▸ WHAT IS NEEDED
For each line below that includes the word "lorry", make a copy.

▸ SUPPLIED ENTRIES
+ + + +
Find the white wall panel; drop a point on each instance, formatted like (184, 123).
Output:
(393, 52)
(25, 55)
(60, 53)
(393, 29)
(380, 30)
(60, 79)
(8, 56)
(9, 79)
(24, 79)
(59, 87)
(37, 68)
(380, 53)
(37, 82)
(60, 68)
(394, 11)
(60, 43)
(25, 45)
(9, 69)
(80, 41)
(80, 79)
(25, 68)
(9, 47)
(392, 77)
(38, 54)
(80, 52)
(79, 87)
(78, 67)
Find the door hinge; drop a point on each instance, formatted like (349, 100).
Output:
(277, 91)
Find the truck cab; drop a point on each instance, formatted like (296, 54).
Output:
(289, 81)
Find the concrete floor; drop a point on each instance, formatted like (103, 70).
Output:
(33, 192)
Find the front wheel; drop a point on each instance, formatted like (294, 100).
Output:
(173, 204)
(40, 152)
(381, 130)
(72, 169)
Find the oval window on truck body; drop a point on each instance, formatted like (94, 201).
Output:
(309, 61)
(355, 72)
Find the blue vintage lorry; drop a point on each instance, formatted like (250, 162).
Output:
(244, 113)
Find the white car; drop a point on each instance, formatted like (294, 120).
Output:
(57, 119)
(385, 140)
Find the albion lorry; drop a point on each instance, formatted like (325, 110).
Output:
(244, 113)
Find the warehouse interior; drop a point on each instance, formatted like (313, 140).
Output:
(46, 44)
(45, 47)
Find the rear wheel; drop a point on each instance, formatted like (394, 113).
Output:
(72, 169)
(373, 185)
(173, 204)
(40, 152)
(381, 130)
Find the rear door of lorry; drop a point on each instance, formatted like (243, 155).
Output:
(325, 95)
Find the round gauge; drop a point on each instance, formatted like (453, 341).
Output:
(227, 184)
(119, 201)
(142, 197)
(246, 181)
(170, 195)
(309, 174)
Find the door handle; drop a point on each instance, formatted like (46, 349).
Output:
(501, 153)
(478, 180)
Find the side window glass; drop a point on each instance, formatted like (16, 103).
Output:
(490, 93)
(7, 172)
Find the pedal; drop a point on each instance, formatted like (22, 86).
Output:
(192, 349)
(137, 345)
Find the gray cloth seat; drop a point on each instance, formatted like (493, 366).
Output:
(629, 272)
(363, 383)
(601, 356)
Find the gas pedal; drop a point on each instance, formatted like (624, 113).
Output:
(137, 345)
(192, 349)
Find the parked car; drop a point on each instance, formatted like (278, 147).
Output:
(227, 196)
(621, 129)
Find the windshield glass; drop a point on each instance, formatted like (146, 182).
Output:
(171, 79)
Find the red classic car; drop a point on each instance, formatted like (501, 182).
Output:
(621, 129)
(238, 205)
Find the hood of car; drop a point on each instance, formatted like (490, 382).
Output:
+ + + +
▸ WRITTEN ANSWER
Find the blue vintage lorry; drop a point on each instance, formatted like (250, 162).
Find the albion lorry; drop a point on each instance, formatted like (325, 110).
Find the rear door of lorry; drop a point on each instance, formatted like (243, 155).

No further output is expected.